WHAT THIS TASK INVOLVES - Can you recast the records below as a Markdown table with the columns Row and Line, giving each non-blank line its row number and leaving out blank lines?
++++++++++++++++++++
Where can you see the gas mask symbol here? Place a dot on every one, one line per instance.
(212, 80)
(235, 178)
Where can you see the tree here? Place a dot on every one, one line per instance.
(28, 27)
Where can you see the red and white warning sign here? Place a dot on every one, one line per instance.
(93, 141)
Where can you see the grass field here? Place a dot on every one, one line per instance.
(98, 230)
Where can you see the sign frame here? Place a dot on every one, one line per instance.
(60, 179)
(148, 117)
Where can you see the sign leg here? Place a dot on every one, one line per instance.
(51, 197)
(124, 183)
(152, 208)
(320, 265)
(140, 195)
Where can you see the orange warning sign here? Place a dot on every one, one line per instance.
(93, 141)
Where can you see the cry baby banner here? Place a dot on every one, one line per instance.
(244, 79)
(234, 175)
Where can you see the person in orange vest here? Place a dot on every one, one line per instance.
++++++++++++++++++++
CORRECT RESPONSE -
| Row | Line |
|---|---|
| 1 | Where can you see the gas mask symbol here? Place a dot on every one, one line per instance. |
| 2 | (212, 80) |
| 3 | (235, 178) |
| 4 | Where can you see the tree here? Place a dot on every one, one line per instance. |
| 5 | (28, 27) |
| 6 | Where can you see the red and white warning sign here? Place a dot on every one, one line per instance. |
| 7 | (93, 141) |
| 8 | Where can you see the grass field here? Place a dot on every one, one line per instance. |
| 9 | (98, 230) |
| 10 | Where can you see the sign frame here? Place a dot on every one, one line per instance. |
| 11 | (60, 179) |
| 12 | (148, 117) |
| 13 | Where can you see the sign leg here? Place a dot on every one, one line per instance. |
| 14 | (51, 197) |
| 15 | (124, 183) |
| 16 | (152, 208) |
| 17 | (320, 265) |
| 18 | (140, 195) |
| 19 | Where can you see the orange warning sign here? Place a dot on every one, one line per instance. |
| 20 | (93, 141) |
| 21 | Where can you see the cry baby banner here? Place a dot on every one, one line per instance. |
| 22 | (244, 79) |
| 23 | (234, 175) |
| 24 | Where can you see the person in orange vest here? Place a dot on every one, one line per instance. |